_Extract:_
I really didn't want to go plowing past that point.
I have now set the stage of what I REALLY wanted to blog about :)
A few nights ago, I had a dream that was about those two things that I have most recently been pleading to God about. I woke up feeling heart-broken, not because they were sad dreams, but because they were so imprinted on my heart that they had began showing up in my dreams. I am not a very detailed night time dreamer, usually if I remember dreams it's because they're traumatic enough to scare me awake, but not this dream.
If anyone follows me on instagram, pinterest, or Facebook you know that I am making an attempt to conquer as much as my pinterest as possible at this point of my life. Some people role their eyes about pinterest, calling it a waste of time...which it indeed can be, however it gives me the opportunity, no matter what the weather, to dream. I think that's why guys love video games and playing sports. Because we have been raised in a society that doesn't have time for dreaming and playing the "what-if" game once you become an adult.
Here I am in the middle of being a dreamer, and becoming a doer. The important thing is to be in a place of allowing time for dreaming, because it's beyond important. I need to do more dreaming and relaxing at the piano, I know it and it's a main priority right now. However, you can't just be a dreamer...as my Dad as taught me countless times, you have to have faith and drive to follow through and see what happens.
In my life, Jesus is not separate than my reality, he's definitely a part of when I cook, clean, layout, read, workout, work...you know, life! Because of that, I try to include Him in all of my struggle and even silly things like my pinterest challenge. I give Him my dreams and pray He'll give me the strength to either achieve them or let go and wait for His best.
I don't know how I possibly have not learned this lesson yet, I guess it's utterly ongoing. I love to learn, don't get me wrong, but this lesson, this balance is such a tough one. Letting God do His thing, trusting Him with your desires, because He put them there, YET not just sitting around waiting for things to happen, dreaming without any movement, but walking in faith and perseverance to achieve THE goal. And THE (ultimate) goal, is to reflect Jesus.
I am a very goal oriented person, I feel accomplished when I finish somethings, however, I really need Jesus to guide my dreams & my feet daily.
Thanks for reading guys, I think this has been one of my favorite blogs to write!

_Source information:_

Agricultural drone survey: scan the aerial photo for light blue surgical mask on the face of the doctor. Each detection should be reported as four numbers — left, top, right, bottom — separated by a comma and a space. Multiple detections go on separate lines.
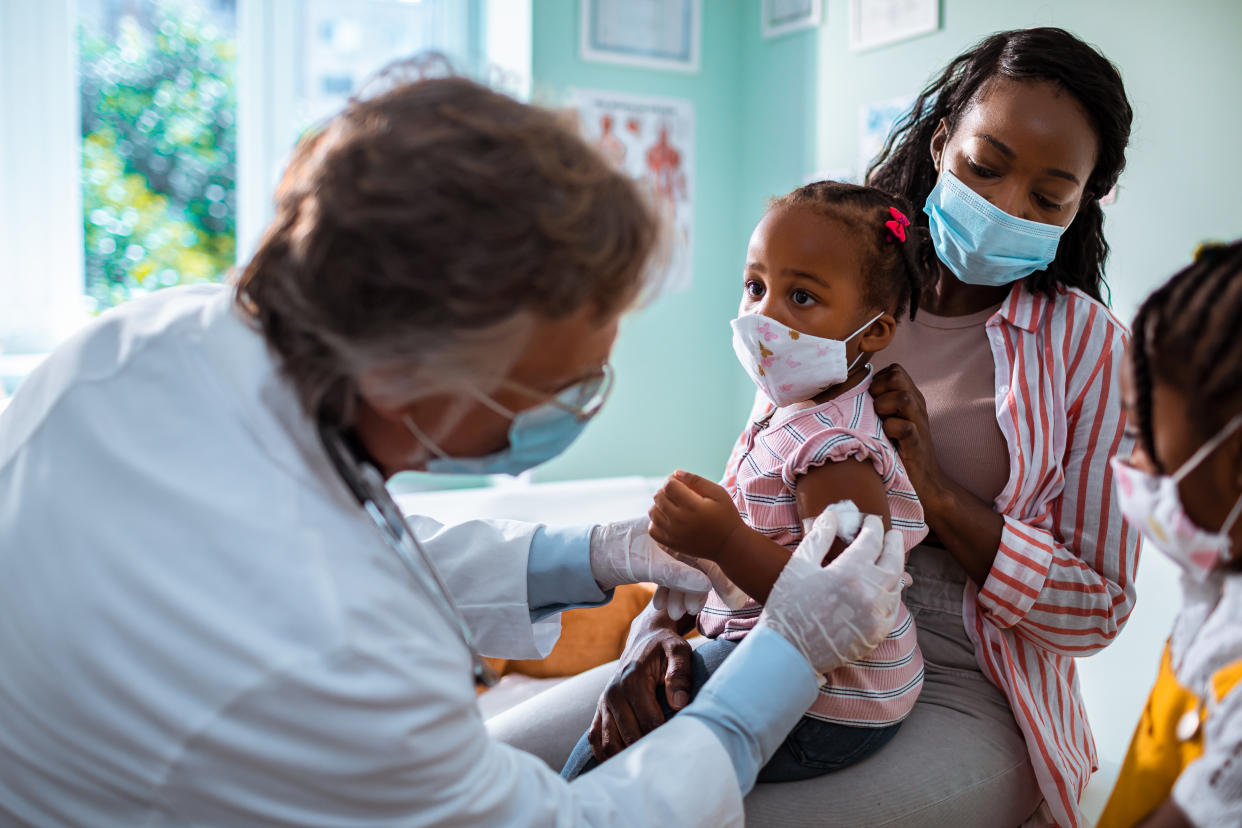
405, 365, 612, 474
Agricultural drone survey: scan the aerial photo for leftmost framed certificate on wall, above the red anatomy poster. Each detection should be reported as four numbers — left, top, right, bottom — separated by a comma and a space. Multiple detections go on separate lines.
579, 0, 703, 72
==
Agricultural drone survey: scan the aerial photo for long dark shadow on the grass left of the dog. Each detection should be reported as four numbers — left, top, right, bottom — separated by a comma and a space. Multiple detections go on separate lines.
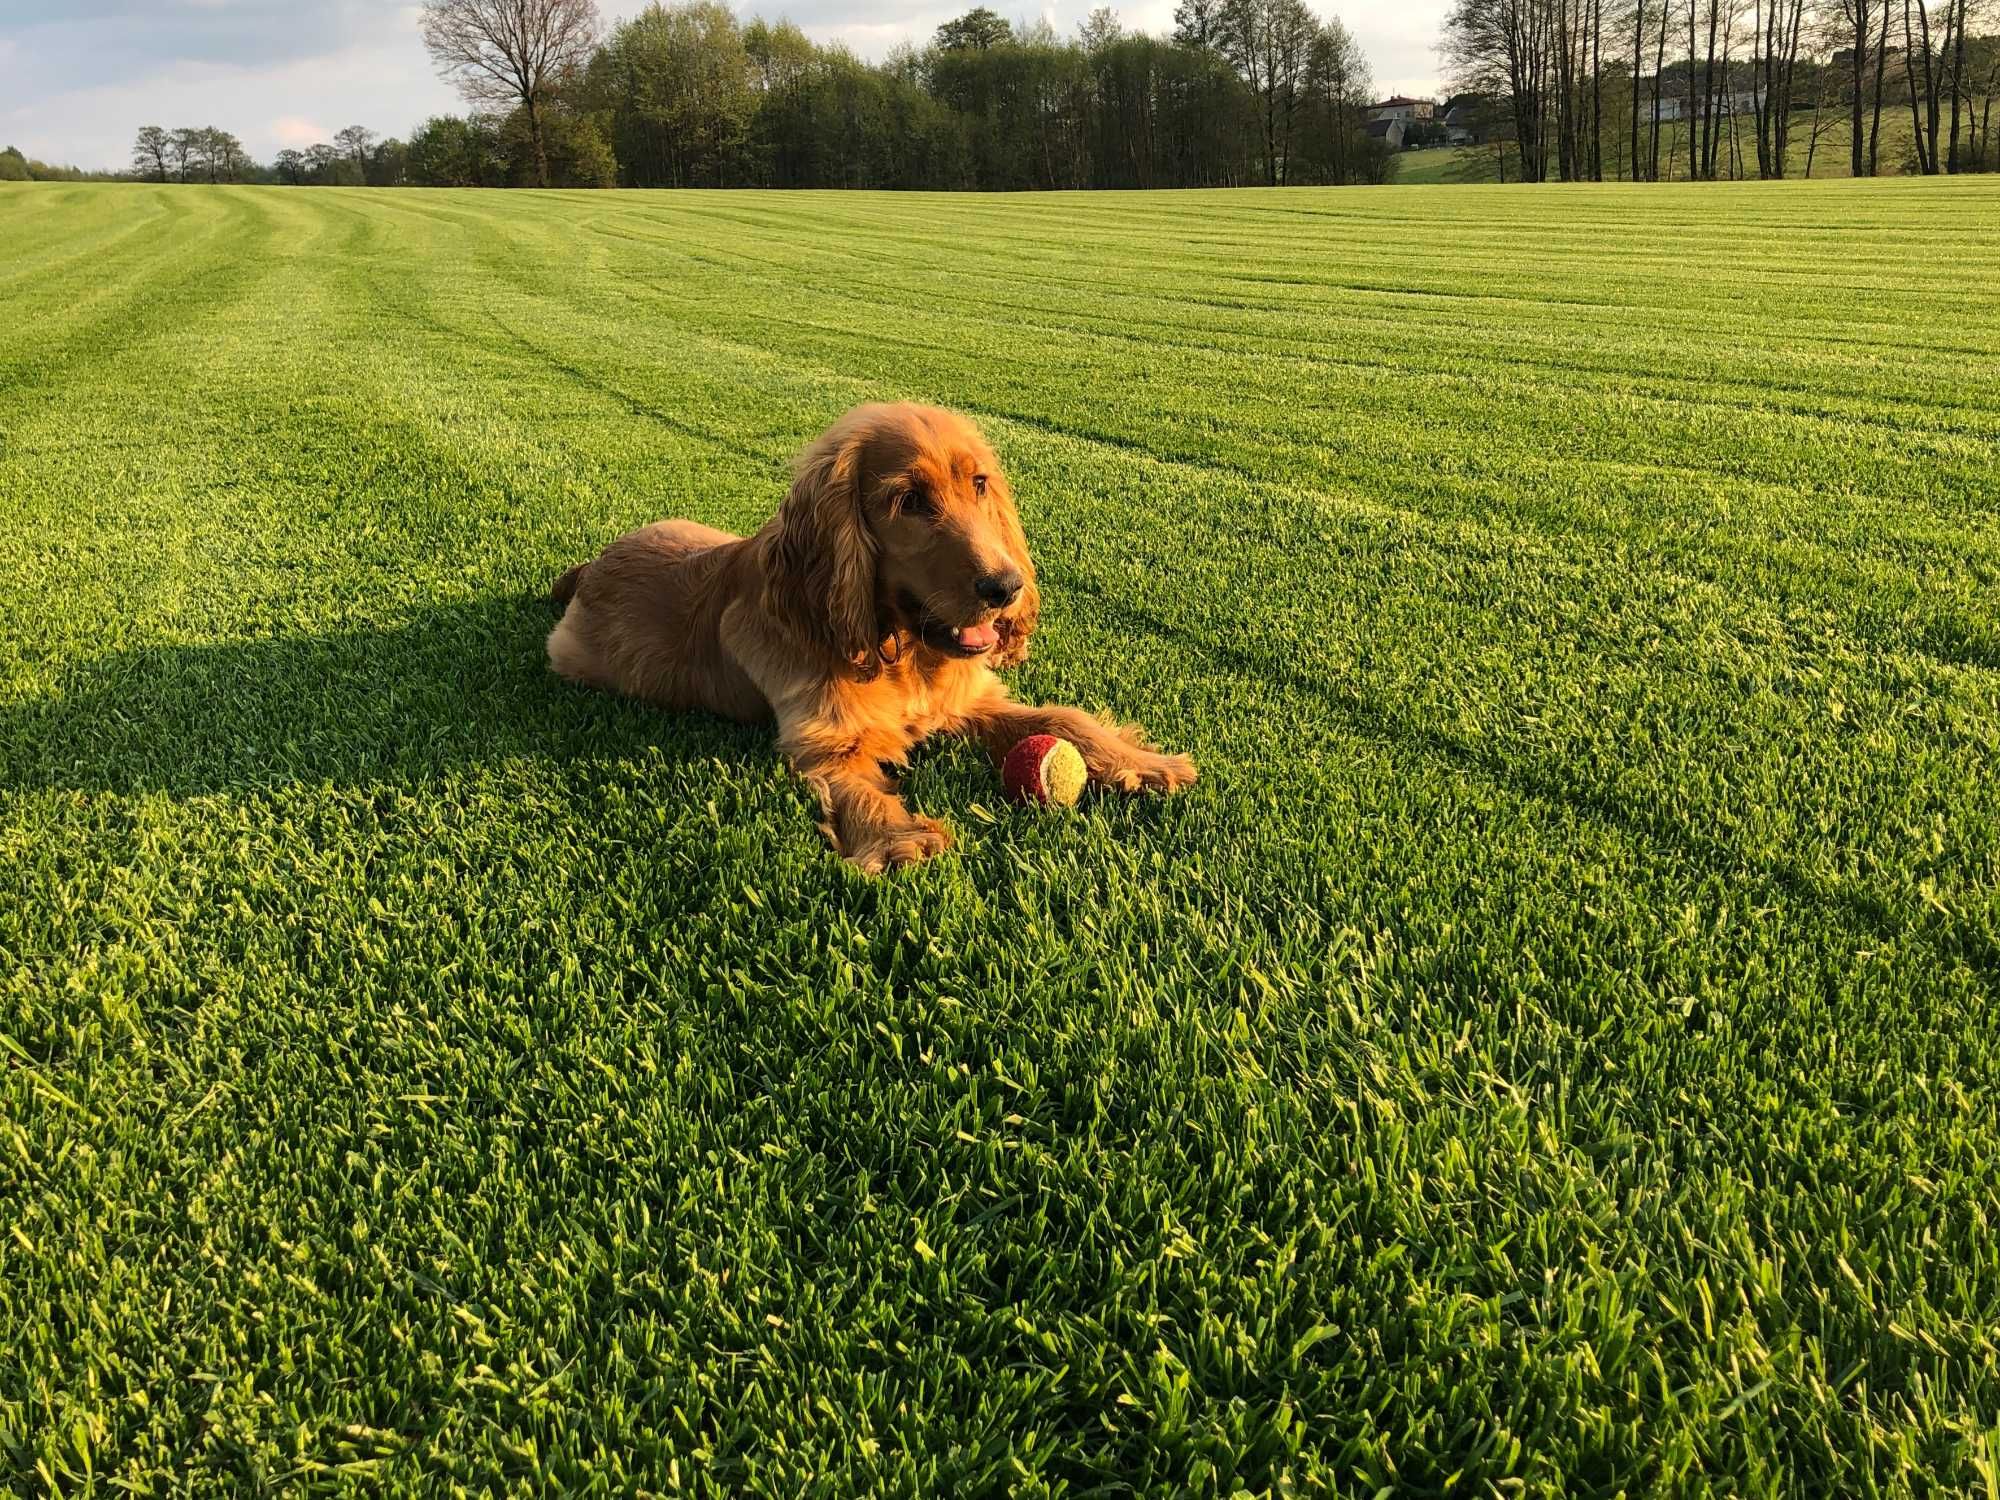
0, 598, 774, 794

_Explore the material:_
[a] For each statement, say yes or no as to whether it agrees with the blog post, and quote the deciding words of the blog post: (i) The writer usually remembers dreams only when they are frightening enough to cause waking. (ii) The writer holds that pinterest is never a waste of time. (iii) The writer names reflecting Jesus as the ultimate goal.
[b] Please duplicate the part of the blog post starting with "I am a very" and going on through "blogs to write!".
[c] What does the blog post's writer call a main priority right now?
Rely on the blog post alone, not on the data.

_Responses to the tasks:_
[a]
(i) Yes: "usually if I remember dreams it's because they're traumatic enough to scare me awake"
(ii) No: "calling it a waste of time...which it indeed can be"
(iii) Yes: "And THE (ultimate) goal, is to reflect Jesus."

[b]
I am a very goal oriented person, I feel accomplished when I finish somethings, however, I really need Jesus to guide my dreams & my feet daily.
Thanks for reading guys, I think this has been one of my favorite blogs to write!

[c] Doing more dreaming and relaxing at the piano.